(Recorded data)
--- START ---

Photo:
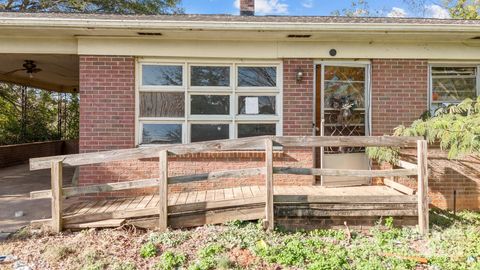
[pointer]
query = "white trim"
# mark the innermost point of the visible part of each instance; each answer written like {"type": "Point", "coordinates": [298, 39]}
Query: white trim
{"type": "Point", "coordinates": [431, 64]}
{"type": "Point", "coordinates": [233, 91]}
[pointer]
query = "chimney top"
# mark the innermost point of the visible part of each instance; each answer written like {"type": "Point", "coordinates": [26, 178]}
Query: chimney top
{"type": "Point", "coordinates": [247, 7]}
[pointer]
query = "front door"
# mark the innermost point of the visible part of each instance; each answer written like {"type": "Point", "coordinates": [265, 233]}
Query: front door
{"type": "Point", "coordinates": [341, 109]}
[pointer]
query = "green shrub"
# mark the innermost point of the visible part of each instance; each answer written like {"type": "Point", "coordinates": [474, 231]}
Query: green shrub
{"type": "Point", "coordinates": [148, 250]}
{"type": "Point", "coordinates": [170, 238]}
{"type": "Point", "coordinates": [209, 258]}
{"type": "Point", "coordinates": [169, 261]}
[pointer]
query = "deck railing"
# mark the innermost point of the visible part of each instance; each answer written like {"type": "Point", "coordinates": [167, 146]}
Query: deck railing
{"type": "Point", "coordinates": [56, 163]}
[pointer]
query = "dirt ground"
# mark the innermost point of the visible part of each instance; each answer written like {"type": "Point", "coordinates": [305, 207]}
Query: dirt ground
{"type": "Point", "coordinates": [15, 184]}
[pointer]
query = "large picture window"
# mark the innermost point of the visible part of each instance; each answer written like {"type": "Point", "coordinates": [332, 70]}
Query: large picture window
{"type": "Point", "coordinates": [452, 84]}
{"type": "Point", "coordinates": [184, 102]}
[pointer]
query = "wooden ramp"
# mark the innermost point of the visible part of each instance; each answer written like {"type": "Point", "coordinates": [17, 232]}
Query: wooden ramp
{"type": "Point", "coordinates": [240, 203]}
{"type": "Point", "coordinates": [196, 208]}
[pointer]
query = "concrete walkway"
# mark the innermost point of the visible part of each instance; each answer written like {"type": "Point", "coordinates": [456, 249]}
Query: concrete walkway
{"type": "Point", "coordinates": [15, 184]}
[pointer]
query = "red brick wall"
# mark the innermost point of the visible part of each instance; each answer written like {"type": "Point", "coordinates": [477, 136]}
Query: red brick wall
{"type": "Point", "coordinates": [399, 93]}
{"type": "Point", "coordinates": [107, 108]}
{"type": "Point", "coordinates": [298, 97]}
{"type": "Point", "coordinates": [107, 122]}
{"type": "Point", "coordinates": [399, 96]}
{"type": "Point", "coordinates": [447, 176]}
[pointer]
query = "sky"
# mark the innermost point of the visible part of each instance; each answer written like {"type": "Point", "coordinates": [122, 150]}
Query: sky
{"type": "Point", "coordinates": [387, 8]}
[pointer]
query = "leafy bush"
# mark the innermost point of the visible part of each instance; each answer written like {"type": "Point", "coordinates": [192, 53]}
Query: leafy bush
{"type": "Point", "coordinates": [169, 261]}
{"type": "Point", "coordinates": [209, 258]}
{"type": "Point", "coordinates": [456, 128]}
{"type": "Point", "coordinates": [170, 238]}
{"type": "Point", "coordinates": [148, 250]}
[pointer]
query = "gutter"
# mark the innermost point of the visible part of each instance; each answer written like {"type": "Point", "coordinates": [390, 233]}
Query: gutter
{"type": "Point", "coordinates": [229, 25]}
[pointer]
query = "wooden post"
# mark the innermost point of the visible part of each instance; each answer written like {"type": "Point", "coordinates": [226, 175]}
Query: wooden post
{"type": "Point", "coordinates": [56, 177]}
{"type": "Point", "coordinates": [163, 190]}
{"type": "Point", "coordinates": [422, 186]}
{"type": "Point", "coordinates": [269, 184]}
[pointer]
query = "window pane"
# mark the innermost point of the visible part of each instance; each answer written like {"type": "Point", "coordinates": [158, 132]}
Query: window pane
{"type": "Point", "coordinates": [210, 76]}
{"type": "Point", "coordinates": [162, 75]}
{"type": "Point", "coordinates": [257, 76]}
{"type": "Point", "coordinates": [209, 132]}
{"type": "Point", "coordinates": [250, 130]}
{"type": "Point", "coordinates": [256, 105]}
{"type": "Point", "coordinates": [341, 94]}
{"type": "Point", "coordinates": [338, 73]}
{"type": "Point", "coordinates": [453, 83]}
{"type": "Point", "coordinates": [157, 104]}
{"type": "Point", "coordinates": [161, 133]}
{"type": "Point", "coordinates": [210, 104]}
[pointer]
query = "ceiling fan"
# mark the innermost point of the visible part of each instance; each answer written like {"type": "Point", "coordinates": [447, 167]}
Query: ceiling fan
{"type": "Point", "coordinates": [29, 67]}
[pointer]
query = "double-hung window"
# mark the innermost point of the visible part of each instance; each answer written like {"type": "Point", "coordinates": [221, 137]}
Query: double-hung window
{"type": "Point", "coordinates": [451, 84]}
{"type": "Point", "coordinates": [184, 102]}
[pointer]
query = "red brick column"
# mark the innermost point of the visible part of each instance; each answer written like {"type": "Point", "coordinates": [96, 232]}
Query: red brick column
{"type": "Point", "coordinates": [298, 112]}
{"type": "Point", "coordinates": [298, 97]}
{"type": "Point", "coordinates": [399, 93]}
{"type": "Point", "coordinates": [107, 109]}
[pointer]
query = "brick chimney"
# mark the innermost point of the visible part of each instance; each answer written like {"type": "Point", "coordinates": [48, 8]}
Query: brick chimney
{"type": "Point", "coordinates": [247, 7]}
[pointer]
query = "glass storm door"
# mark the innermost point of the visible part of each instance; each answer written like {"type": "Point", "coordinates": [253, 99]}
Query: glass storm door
{"type": "Point", "coordinates": [342, 101]}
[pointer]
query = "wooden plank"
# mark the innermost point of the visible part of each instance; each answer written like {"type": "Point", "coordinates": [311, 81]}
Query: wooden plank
{"type": "Point", "coordinates": [192, 196]}
{"type": "Point", "coordinates": [407, 165]}
{"type": "Point", "coordinates": [182, 198]}
{"type": "Point", "coordinates": [346, 141]}
{"type": "Point", "coordinates": [221, 145]}
{"type": "Point", "coordinates": [146, 200]}
{"type": "Point", "coordinates": [219, 195]}
{"type": "Point", "coordinates": [269, 185]}
{"type": "Point", "coordinates": [288, 211]}
{"type": "Point", "coordinates": [125, 204]}
{"type": "Point", "coordinates": [398, 186]}
{"type": "Point", "coordinates": [72, 191]}
{"type": "Point", "coordinates": [201, 196]}
{"type": "Point", "coordinates": [143, 183]}
{"type": "Point", "coordinates": [108, 223]}
{"type": "Point", "coordinates": [87, 207]}
{"type": "Point", "coordinates": [135, 202]}
{"type": "Point", "coordinates": [146, 152]}
{"type": "Point", "coordinates": [247, 192]}
{"type": "Point", "coordinates": [228, 194]}
{"type": "Point", "coordinates": [344, 199]}
{"type": "Point", "coordinates": [344, 172]}
{"type": "Point", "coordinates": [57, 198]}
{"type": "Point", "coordinates": [163, 191]}
{"type": "Point", "coordinates": [173, 209]}
{"type": "Point", "coordinates": [237, 193]}
{"type": "Point", "coordinates": [422, 192]}
{"type": "Point", "coordinates": [199, 219]}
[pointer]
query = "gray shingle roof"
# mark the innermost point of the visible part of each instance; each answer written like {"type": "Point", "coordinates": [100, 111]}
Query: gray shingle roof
{"type": "Point", "coordinates": [244, 19]}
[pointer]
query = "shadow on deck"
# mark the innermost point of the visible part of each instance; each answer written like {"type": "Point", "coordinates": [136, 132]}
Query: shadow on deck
{"type": "Point", "coordinates": [297, 206]}
{"type": "Point", "coordinates": [190, 209]}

--- END ---

**Exercise**
The records above should be repeated exactly, with no pictures in the copy.

**Finished task**
Photo:
[pointer]
query = "white trim"
# mark the innermost point of the visible part of each instance; each answer written like {"type": "Point", "coordinates": [298, 39]}
Query: white trim
{"type": "Point", "coordinates": [431, 64]}
{"type": "Point", "coordinates": [233, 91]}
[pointer]
query = "chimney top"
# mark the innermost point of the visible part of each instance; each answer written like {"type": "Point", "coordinates": [26, 178]}
Query: chimney top
{"type": "Point", "coordinates": [247, 7]}
[pointer]
query = "front door"
# mark the innermost point of the visible part of each instance; each answer written like {"type": "Point", "coordinates": [265, 233]}
Query: front door
{"type": "Point", "coordinates": [341, 109]}
[pointer]
query = "green shrub"
# mark the innermost point of the visible part of each instance; each answer written like {"type": "Point", "coordinates": [474, 231]}
Query: green shrub
{"type": "Point", "coordinates": [148, 250]}
{"type": "Point", "coordinates": [170, 238]}
{"type": "Point", "coordinates": [209, 258]}
{"type": "Point", "coordinates": [169, 261]}
[pointer]
query = "deck railing"
# mark the innermost point of the visible part of each instance; each answer written like {"type": "Point", "coordinates": [167, 146]}
Query: deck railing
{"type": "Point", "coordinates": [56, 163]}
[pointer]
query = "dirt ground"
# mark the innermost point of the visible part of each instance; each answer written like {"type": "Point", "coordinates": [305, 207]}
Query: dirt ground
{"type": "Point", "coordinates": [15, 184]}
[pointer]
query = "large picture window"
# mark the innermost point of the visible part of each instance; each answer written like {"type": "Point", "coordinates": [332, 70]}
Query: large picture window
{"type": "Point", "coordinates": [452, 84]}
{"type": "Point", "coordinates": [184, 102]}
[pointer]
query = "wooden ramp"
# mark the innermost point of the visible part of each instance; each answer written like {"type": "Point", "coordinates": [17, 232]}
Query: wooden ramp
{"type": "Point", "coordinates": [240, 203]}
{"type": "Point", "coordinates": [196, 208]}
[pointer]
query = "concrete walkway"
# mark the innermost point of the visible part of each instance; each answer written like {"type": "Point", "coordinates": [456, 249]}
Query: concrete walkway
{"type": "Point", "coordinates": [15, 184]}
[pointer]
query = "red brick wall"
# mark the innermost point of the visible part of each instance; each answer written like {"type": "Point", "coordinates": [477, 136]}
Query: red brick wall
{"type": "Point", "coordinates": [399, 93]}
{"type": "Point", "coordinates": [107, 108]}
{"type": "Point", "coordinates": [298, 97]}
{"type": "Point", "coordinates": [107, 122]}
{"type": "Point", "coordinates": [399, 96]}
{"type": "Point", "coordinates": [447, 176]}
[pointer]
query = "sky"
# mark the innermost point of the visible part of each instance; each answer written like {"type": "Point", "coordinates": [122, 150]}
Query: sky
{"type": "Point", "coordinates": [387, 8]}
[pointer]
query = "leafy bush"
# mark the innermost point of the visible part of each instance; each answer written like {"type": "Point", "coordinates": [192, 53]}
Query: leafy bush
{"type": "Point", "coordinates": [169, 261]}
{"type": "Point", "coordinates": [209, 258]}
{"type": "Point", "coordinates": [456, 128]}
{"type": "Point", "coordinates": [170, 238]}
{"type": "Point", "coordinates": [148, 250]}
[pointer]
query = "gutter"
# mark the innermost point of the visible part of each instance; each answer written like {"type": "Point", "coordinates": [390, 233]}
Query: gutter
{"type": "Point", "coordinates": [229, 25]}
[pointer]
query = "wooden post"
# mark the innermost point of the visible part of each instance; each answer written like {"type": "Point", "coordinates": [226, 175]}
Query: wooden post
{"type": "Point", "coordinates": [56, 177]}
{"type": "Point", "coordinates": [163, 190]}
{"type": "Point", "coordinates": [422, 186]}
{"type": "Point", "coordinates": [269, 184]}
[pointer]
query = "window pane"
# mark the innermost point of the visible part of each instance; each answer written like {"type": "Point", "coordinates": [158, 132]}
Query: window pane
{"type": "Point", "coordinates": [210, 76]}
{"type": "Point", "coordinates": [162, 75]}
{"type": "Point", "coordinates": [257, 76]}
{"type": "Point", "coordinates": [209, 132]}
{"type": "Point", "coordinates": [250, 130]}
{"type": "Point", "coordinates": [256, 105]}
{"type": "Point", "coordinates": [341, 94]}
{"type": "Point", "coordinates": [338, 73]}
{"type": "Point", "coordinates": [453, 83]}
{"type": "Point", "coordinates": [157, 104]}
{"type": "Point", "coordinates": [161, 133]}
{"type": "Point", "coordinates": [210, 104]}
[pointer]
query = "ceiling fan"
# mark the innermost point of the visible part of each instance; each answer written like {"type": "Point", "coordinates": [447, 167]}
Query: ceiling fan
{"type": "Point", "coordinates": [29, 67]}
[pointer]
query = "double-hung window"
# mark the innermost point of the visible part of each instance; each answer written like {"type": "Point", "coordinates": [221, 137]}
Query: double-hung window
{"type": "Point", "coordinates": [451, 84]}
{"type": "Point", "coordinates": [184, 102]}
[pointer]
query = "red brick column"
# mark the innermost point of the visible part of each instance; each answer written like {"type": "Point", "coordinates": [96, 232]}
Query: red brick column
{"type": "Point", "coordinates": [298, 112]}
{"type": "Point", "coordinates": [298, 97]}
{"type": "Point", "coordinates": [399, 93]}
{"type": "Point", "coordinates": [107, 109]}
[pointer]
query = "brick chimney"
# mark the innermost point of the visible part of each instance; each answer written like {"type": "Point", "coordinates": [48, 8]}
Query: brick chimney
{"type": "Point", "coordinates": [247, 7]}
[pointer]
query = "glass storm door"
# mark the innermost point of the visible part of each instance; each answer written like {"type": "Point", "coordinates": [253, 99]}
Query: glass storm door
{"type": "Point", "coordinates": [342, 101]}
[pointer]
query = "wooden plank"
# mark the innermost point of the visible part of each instance; each answer written like {"type": "Point", "coordinates": [311, 81]}
Query: wooden plank
{"type": "Point", "coordinates": [192, 196]}
{"type": "Point", "coordinates": [407, 165]}
{"type": "Point", "coordinates": [182, 198]}
{"type": "Point", "coordinates": [346, 141]}
{"type": "Point", "coordinates": [221, 145]}
{"type": "Point", "coordinates": [146, 200]}
{"type": "Point", "coordinates": [219, 195]}
{"type": "Point", "coordinates": [269, 185]}
{"type": "Point", "coordinates": [288, 211]}
{"type": "Point", "coordinates": [125, 204]}
{"type": "Point", "coordinates": [398, 186]}
{"type": "Point", "coordinates": [72, 191]}
{"type": "Point", "coordinates": [201, 196]}
{"type": "Point", "coordinates": [143, 183]}
{"type": "Point", "coordinates": [108, 223]}
{"type": "Point", "coordinates": [87, 207]}
{"type": "Point", "coordinates": [135, 202]}
{"type": "Point", "coordinates": [146, 152]}
{"type": "Point", "coordinates": [247, 192]}
{"type": "Point", "coordinates": [228, 194]}
{"type": "Point", "coordinates": [344, 199]}
{"type": "Point", "coordinates": [344, 172]}
{"type": "Point", "coordinates": [57, 198]}
{"type": "Point", "coordinates": [163, 191]}
{"type": "Point", "coordinates": [173, 209]}
{"type": "Point", "coordinates": [237, 193]}
{"type": "Point", "coordinates": [422, 192]}
{"type": "Point", "coordinates": [199, 219]}
[pointer]
query = "gray shingle roof"
# mark the innermost point of the visible part of each instance; each answer written like {"type": "Point", "coordinates": [100, 111]}
Query: gray shingle roof
{"type": "Point", "coordinates": [244, 19]}
[pointer]
query = "shadow on deck"
# mark the innermost point of the visible part of each instance; each answer written like {"type": "Point", "coordinates": [136, 132]}
Query: shadow on deck
{"type": "Point", "coordinates": [297, 206]}
{"type": "Point", "coordinates": [190, 209]}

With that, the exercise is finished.